Rewrite every line of the listing below, requests included, but omit the pictures. Leave the request text unchanged, and multiply each x and y coordinate in the answer points by 1.45, rounding to the nearest whole number with halves going up.

Data lines:

**********

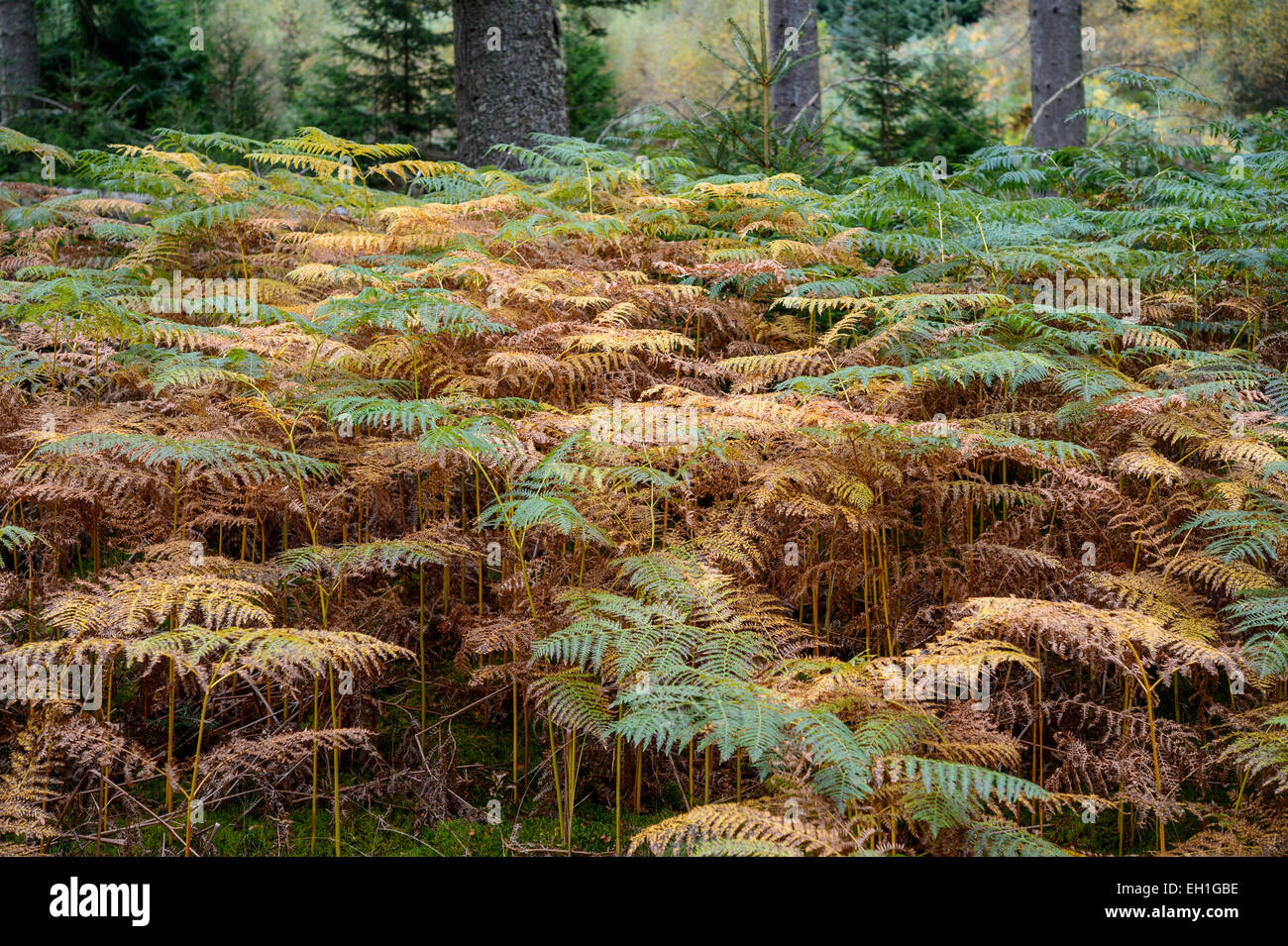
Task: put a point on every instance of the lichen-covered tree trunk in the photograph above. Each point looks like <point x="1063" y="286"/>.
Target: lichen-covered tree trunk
<point x="509" y="75"/>
<point x="794" y="25"/>
<point x="1055" y="46"/>
<point x="20" y="67"/>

**********

Exercise answer:
Task: put a point on every instance of the lichen-covered tree trunk in the photograph above. Each point looks like <point x="1063" y="286"/>.
Target: lichen-covered tree trunk
<point x="738" y="109"/>
<point x="1151" y="36"/>
<point x="1530" y="67"/>
<point x="29" y="97"/>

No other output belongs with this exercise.